TASK DETAILS: Reproduce the records below word for word, starting at the line with "# Provide the mask of every instance of the hazy" and continuing through the end of the records.

Contour annotation records:
################
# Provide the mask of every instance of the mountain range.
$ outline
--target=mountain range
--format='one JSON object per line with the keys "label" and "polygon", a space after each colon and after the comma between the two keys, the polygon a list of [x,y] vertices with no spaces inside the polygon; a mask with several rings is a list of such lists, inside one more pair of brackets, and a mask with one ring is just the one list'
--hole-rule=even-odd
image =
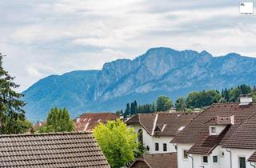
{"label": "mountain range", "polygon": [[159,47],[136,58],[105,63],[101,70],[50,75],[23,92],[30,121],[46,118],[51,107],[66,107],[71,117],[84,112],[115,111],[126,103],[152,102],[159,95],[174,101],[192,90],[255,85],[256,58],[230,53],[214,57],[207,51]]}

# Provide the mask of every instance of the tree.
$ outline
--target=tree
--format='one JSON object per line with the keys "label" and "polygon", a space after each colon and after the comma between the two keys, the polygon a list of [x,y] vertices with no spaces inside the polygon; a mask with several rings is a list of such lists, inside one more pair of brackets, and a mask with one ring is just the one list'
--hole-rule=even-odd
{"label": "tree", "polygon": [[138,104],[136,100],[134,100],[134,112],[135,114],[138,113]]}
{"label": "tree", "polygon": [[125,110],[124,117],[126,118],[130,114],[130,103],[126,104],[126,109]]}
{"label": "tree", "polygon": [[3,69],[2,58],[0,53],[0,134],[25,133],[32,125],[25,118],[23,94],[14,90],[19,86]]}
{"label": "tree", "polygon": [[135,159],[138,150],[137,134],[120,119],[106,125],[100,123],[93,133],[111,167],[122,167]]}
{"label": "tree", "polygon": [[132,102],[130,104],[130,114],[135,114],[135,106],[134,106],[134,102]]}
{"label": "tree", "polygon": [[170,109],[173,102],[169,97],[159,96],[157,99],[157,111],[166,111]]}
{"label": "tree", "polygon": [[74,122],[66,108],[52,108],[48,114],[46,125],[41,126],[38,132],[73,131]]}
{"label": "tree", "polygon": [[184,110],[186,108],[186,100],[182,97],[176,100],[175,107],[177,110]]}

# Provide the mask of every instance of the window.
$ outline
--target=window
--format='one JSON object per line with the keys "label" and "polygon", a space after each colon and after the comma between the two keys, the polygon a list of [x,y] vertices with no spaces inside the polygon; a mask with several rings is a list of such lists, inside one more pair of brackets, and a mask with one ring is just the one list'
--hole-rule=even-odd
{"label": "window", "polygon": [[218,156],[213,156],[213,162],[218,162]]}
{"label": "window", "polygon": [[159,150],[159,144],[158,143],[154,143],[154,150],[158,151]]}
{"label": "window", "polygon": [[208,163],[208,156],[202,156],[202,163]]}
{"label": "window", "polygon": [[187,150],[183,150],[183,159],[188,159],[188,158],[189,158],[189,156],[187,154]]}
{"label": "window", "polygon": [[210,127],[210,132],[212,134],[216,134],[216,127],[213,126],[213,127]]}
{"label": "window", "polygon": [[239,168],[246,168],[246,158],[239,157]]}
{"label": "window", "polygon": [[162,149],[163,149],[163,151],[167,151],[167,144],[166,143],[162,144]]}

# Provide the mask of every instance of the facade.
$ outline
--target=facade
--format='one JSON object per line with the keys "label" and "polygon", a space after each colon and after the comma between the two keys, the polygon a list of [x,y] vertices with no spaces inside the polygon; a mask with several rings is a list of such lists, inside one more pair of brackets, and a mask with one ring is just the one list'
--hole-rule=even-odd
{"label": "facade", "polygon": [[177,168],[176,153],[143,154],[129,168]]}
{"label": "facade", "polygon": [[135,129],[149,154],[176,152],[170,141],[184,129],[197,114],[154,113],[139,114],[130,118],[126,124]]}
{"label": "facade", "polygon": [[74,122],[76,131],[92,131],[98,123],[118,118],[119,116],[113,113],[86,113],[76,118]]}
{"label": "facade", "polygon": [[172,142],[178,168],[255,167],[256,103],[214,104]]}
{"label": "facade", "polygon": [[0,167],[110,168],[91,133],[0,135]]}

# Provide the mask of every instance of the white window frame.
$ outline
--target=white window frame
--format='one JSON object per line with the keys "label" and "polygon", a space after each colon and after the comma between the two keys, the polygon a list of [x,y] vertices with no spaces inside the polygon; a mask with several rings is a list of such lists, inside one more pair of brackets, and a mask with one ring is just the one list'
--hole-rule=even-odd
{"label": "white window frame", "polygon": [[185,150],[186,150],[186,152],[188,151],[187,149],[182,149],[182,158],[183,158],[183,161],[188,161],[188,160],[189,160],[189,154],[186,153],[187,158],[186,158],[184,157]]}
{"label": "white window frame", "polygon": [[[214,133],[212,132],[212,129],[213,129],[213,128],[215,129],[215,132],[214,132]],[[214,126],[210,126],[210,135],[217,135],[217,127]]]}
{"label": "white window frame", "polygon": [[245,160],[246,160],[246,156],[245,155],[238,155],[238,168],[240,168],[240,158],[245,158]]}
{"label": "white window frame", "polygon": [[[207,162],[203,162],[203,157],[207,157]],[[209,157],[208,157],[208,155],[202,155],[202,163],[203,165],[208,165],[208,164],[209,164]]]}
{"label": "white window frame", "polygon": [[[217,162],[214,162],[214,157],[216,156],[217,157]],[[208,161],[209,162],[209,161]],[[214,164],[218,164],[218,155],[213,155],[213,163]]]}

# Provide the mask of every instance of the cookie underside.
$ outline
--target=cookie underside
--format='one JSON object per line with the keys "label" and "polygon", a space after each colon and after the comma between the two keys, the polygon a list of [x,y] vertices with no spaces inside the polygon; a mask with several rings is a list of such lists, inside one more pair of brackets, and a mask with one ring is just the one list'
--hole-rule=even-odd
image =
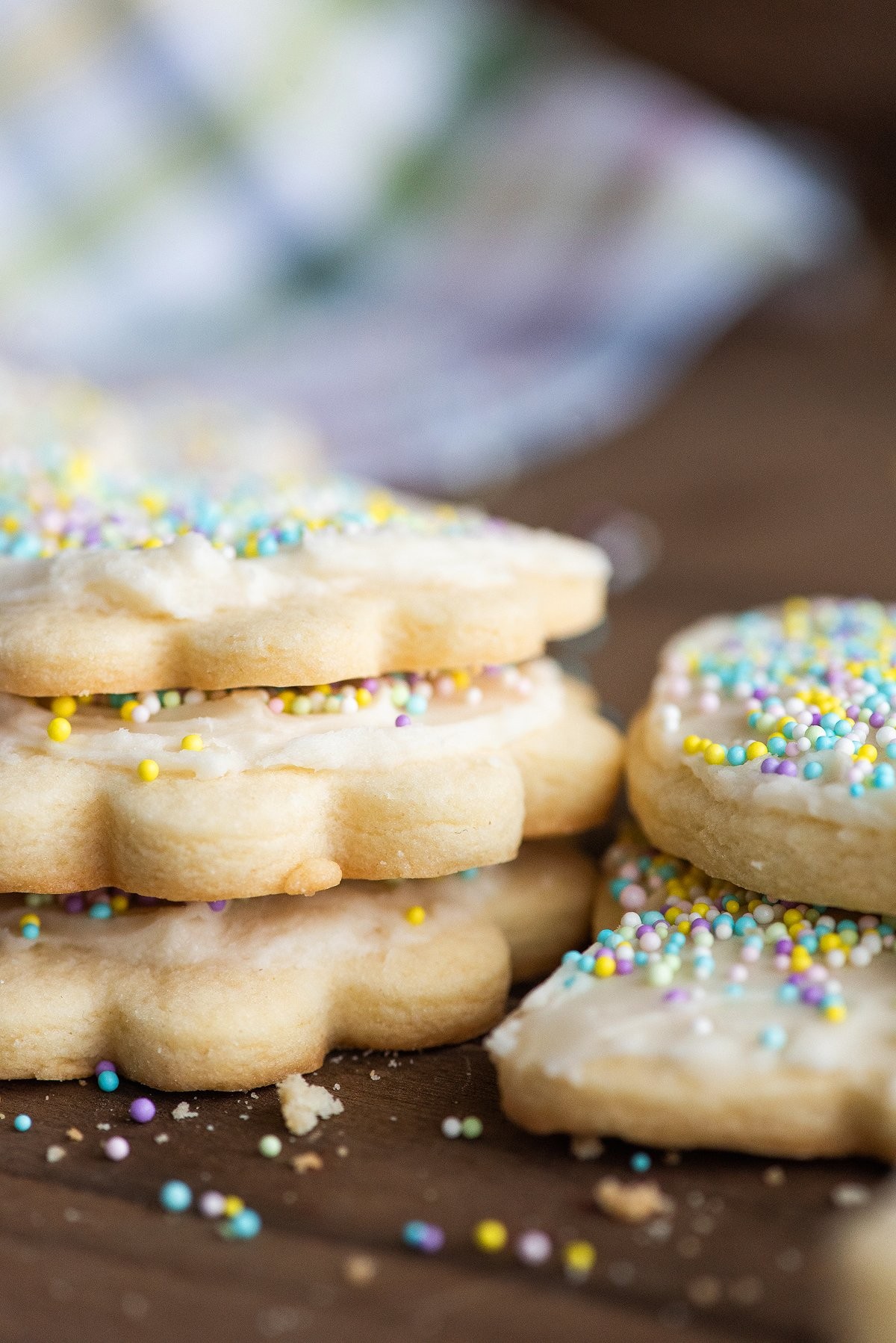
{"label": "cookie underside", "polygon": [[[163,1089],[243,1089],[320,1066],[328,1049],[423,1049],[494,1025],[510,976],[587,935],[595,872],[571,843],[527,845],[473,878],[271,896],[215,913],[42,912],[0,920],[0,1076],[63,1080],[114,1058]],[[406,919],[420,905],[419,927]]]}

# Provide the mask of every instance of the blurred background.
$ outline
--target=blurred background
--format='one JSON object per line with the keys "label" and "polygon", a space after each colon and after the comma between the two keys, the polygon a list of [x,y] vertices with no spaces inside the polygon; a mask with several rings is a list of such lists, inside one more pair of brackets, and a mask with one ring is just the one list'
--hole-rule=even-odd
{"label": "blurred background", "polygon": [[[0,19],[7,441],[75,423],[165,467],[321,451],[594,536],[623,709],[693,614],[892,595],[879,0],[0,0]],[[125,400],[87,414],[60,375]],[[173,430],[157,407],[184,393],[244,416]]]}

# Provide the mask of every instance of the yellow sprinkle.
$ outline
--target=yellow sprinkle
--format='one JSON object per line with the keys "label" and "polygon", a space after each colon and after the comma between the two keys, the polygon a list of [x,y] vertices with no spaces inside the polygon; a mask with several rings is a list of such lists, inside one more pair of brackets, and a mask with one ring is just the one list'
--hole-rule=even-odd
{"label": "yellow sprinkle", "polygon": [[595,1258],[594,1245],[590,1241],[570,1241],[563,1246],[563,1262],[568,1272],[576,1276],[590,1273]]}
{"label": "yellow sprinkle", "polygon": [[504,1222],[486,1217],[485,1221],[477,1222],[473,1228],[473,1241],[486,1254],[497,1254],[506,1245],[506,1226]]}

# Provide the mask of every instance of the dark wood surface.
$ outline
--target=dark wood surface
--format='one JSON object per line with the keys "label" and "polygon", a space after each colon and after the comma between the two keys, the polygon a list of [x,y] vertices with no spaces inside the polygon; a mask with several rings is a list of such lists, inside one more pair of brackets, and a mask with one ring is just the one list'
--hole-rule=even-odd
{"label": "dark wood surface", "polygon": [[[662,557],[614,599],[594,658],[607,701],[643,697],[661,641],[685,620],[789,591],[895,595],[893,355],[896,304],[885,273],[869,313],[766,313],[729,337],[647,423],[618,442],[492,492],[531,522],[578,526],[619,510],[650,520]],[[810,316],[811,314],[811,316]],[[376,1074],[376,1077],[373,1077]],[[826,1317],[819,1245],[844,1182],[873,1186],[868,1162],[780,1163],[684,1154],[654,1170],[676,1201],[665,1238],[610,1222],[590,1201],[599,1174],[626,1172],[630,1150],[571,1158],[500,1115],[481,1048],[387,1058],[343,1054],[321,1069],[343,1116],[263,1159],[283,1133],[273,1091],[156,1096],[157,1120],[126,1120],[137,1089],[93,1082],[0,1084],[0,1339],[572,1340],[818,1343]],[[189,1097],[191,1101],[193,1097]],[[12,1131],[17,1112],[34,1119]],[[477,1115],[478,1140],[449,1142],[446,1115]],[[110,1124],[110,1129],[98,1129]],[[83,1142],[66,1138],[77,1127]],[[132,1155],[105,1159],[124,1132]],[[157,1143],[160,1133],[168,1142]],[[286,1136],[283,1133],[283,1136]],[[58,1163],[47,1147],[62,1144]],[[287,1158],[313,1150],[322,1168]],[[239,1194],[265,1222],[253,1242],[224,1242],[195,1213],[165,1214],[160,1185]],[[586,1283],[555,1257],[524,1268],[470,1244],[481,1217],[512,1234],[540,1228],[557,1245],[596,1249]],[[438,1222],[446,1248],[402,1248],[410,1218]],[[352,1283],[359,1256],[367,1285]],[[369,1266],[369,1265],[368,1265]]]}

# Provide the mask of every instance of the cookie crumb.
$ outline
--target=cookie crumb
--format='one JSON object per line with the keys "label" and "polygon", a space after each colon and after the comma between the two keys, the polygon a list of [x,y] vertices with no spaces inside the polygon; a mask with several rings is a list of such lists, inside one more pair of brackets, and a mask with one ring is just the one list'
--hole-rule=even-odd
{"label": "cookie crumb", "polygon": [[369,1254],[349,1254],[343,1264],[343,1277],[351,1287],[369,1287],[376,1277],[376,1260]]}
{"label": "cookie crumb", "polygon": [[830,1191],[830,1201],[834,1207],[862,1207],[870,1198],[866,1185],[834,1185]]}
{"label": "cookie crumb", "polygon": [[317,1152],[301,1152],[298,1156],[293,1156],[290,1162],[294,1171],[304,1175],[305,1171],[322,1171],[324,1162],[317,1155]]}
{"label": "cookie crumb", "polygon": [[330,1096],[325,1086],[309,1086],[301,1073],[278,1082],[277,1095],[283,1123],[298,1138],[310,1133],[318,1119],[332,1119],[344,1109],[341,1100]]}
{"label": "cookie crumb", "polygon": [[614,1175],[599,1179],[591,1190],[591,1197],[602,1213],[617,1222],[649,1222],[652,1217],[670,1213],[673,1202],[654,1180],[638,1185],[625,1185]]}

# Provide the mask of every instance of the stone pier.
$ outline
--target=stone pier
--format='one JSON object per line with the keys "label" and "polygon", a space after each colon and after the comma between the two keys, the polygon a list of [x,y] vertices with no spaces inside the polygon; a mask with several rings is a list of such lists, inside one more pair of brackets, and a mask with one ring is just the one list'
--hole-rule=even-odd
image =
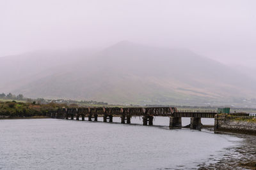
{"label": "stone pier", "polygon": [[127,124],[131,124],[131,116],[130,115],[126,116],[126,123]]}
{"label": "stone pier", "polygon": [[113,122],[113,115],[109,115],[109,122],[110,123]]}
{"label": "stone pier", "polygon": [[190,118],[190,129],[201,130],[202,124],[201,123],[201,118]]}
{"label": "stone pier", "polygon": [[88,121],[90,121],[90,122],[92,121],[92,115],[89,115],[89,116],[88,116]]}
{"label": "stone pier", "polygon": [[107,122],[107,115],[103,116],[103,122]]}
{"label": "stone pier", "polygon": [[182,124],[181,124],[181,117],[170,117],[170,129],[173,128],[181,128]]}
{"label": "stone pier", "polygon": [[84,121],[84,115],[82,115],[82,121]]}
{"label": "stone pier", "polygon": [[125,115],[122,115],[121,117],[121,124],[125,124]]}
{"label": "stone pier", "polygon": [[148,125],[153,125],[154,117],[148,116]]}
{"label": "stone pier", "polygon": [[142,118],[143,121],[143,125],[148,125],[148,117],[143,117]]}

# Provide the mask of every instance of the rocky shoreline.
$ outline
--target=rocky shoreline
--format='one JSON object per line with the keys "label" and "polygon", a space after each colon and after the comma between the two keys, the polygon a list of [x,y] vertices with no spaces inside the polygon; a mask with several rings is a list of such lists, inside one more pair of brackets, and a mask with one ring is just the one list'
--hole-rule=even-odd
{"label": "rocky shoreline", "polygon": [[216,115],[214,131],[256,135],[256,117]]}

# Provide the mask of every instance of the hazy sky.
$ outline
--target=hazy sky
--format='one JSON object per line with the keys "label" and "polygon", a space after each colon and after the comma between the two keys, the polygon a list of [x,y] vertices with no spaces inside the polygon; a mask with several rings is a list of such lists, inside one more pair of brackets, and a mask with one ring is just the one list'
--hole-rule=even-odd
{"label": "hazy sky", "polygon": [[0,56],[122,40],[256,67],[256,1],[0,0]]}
################
COMPLETE ANSWER:
# Provide the mask of every instance of the hazy sky.
$ outline
--target=hazy sky
--format='one JSON object per line with the keys "label" and "polygon", a space after each colon and after the comma between the two keys, the polygon a list of [x,y] vertices with no spaces inside the polygon; a mask with several rings is a list of such lists, inside one more pair of brackets, and a mask with one ring is just the one list'
--hole-rule=even-odd
{"label": "hazy sky", "polygon": [[0,56],[122,40],[256,67],[256,1],[0,0]]}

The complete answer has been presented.